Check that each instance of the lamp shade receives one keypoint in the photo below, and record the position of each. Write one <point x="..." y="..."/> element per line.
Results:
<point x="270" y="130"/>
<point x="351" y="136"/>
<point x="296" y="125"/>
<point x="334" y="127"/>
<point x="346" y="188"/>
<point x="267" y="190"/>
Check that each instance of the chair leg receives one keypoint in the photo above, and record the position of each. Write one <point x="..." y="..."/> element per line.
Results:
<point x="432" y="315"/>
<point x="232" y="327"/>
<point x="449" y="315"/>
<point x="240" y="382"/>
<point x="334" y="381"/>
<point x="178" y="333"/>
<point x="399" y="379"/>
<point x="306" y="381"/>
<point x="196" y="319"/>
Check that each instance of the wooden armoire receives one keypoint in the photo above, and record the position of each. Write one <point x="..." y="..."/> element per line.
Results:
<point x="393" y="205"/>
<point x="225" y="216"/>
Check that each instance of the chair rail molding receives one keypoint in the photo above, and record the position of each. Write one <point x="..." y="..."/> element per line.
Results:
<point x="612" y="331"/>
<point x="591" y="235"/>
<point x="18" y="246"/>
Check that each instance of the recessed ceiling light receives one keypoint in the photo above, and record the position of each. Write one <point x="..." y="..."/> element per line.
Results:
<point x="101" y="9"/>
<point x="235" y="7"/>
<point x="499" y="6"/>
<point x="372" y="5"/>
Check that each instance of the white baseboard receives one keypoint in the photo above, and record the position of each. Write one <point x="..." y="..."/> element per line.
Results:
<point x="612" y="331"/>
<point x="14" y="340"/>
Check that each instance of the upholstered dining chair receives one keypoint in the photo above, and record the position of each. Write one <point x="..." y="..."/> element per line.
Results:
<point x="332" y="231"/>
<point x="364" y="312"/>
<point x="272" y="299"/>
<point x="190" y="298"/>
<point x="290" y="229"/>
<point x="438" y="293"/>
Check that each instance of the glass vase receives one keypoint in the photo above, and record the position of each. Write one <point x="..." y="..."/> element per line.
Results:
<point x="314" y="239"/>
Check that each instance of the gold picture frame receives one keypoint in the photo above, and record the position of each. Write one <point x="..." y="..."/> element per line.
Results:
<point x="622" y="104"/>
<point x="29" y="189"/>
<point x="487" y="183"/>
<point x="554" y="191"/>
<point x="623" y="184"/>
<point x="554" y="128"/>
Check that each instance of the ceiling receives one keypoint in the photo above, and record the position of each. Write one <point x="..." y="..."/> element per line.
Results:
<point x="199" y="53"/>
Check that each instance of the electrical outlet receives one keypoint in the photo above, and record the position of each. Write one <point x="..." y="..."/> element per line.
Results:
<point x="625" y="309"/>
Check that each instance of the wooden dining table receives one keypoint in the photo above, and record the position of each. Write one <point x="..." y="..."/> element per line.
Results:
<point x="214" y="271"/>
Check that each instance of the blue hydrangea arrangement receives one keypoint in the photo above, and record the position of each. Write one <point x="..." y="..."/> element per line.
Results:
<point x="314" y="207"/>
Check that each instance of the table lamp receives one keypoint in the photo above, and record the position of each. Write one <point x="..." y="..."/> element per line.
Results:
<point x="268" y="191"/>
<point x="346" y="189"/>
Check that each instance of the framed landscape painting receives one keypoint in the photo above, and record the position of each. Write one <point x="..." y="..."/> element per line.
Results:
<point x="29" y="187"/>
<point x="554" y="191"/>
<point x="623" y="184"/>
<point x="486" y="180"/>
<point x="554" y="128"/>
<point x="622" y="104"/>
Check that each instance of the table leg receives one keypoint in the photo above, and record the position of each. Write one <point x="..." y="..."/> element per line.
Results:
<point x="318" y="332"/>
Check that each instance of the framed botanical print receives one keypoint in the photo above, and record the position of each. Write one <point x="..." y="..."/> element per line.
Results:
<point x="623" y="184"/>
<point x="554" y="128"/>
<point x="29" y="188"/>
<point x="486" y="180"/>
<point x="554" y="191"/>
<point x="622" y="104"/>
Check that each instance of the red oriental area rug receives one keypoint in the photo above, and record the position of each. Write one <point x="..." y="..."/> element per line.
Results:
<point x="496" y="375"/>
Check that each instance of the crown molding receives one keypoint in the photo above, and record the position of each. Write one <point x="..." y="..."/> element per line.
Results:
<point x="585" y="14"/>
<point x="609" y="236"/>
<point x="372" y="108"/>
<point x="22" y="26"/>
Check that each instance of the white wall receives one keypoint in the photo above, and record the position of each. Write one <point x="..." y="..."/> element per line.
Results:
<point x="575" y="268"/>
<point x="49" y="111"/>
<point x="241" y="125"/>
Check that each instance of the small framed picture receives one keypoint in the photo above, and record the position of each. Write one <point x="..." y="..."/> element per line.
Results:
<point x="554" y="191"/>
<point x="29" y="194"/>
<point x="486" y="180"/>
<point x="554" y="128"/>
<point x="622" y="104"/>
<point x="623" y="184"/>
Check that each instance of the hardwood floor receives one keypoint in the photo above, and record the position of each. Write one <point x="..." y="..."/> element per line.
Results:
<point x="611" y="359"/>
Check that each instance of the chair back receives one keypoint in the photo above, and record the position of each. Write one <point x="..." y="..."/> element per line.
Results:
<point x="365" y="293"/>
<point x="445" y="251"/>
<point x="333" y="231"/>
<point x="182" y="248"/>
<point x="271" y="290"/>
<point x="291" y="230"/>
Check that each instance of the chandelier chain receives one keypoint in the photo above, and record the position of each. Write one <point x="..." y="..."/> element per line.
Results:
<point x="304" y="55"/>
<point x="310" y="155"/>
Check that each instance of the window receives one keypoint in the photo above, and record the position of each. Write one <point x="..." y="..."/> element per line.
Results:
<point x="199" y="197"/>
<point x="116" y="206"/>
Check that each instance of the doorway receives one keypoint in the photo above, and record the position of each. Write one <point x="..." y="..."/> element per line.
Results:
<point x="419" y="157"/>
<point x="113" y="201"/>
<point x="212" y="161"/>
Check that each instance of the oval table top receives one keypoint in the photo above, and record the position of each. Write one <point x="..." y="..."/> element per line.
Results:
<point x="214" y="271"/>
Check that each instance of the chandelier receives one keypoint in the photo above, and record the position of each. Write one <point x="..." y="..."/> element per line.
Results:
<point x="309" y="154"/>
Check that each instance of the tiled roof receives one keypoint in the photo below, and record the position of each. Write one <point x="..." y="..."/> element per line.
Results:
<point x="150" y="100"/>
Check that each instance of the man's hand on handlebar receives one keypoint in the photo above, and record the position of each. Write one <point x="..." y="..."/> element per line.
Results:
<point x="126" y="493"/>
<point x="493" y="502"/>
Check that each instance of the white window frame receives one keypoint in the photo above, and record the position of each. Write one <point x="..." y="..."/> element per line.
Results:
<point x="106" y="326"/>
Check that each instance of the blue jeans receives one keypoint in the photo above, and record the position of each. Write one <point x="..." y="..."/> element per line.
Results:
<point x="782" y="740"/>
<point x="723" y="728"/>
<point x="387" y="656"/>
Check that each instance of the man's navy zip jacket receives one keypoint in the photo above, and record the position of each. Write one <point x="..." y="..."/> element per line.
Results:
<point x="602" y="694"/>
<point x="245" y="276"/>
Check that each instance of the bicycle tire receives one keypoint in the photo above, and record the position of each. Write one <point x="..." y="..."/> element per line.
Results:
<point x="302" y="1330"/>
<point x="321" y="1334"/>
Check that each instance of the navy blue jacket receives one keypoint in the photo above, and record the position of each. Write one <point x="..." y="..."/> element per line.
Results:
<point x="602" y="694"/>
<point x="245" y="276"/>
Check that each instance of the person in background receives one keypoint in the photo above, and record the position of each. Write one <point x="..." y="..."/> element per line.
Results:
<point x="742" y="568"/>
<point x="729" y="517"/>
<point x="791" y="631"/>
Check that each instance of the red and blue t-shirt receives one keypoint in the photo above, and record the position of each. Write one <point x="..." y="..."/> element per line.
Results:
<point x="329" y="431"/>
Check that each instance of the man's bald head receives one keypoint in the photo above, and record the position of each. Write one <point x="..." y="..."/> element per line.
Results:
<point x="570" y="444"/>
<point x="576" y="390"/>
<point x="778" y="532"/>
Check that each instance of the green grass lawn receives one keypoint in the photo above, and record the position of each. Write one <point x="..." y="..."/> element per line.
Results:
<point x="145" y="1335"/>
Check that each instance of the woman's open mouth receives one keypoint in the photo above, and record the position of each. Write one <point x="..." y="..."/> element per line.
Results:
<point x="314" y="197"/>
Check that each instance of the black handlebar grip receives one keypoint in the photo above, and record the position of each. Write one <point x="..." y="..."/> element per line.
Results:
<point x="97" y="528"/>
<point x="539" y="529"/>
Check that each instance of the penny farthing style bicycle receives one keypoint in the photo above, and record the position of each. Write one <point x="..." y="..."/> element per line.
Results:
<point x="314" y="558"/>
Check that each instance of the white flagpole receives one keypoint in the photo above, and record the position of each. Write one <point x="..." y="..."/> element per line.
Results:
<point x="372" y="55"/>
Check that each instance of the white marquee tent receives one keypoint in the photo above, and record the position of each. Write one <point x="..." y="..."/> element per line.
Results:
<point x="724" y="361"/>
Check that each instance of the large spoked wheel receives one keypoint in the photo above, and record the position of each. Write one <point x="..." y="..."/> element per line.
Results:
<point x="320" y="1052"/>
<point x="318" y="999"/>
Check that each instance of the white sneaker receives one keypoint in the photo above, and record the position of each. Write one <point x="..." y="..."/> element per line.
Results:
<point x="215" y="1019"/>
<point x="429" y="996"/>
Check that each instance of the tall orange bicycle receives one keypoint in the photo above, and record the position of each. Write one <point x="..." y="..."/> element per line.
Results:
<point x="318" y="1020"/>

[Stated task]
Lay out everything from the line containing "Check that each instance of the tall" down to the end of the records above as a Markdown table with the columns Row and Line, numbering each row and leaving out blank lines.

[Full output]
| Row | Line |
|---|---|
| 1 | Check that each instance of the tall orange bicycle receives one keypoint in the photo above, and record the position of each. Write one <point x="..." y="..."/> element per line. |
| 2 | Results: |
| 3 | <point x="318" y="1020"/> |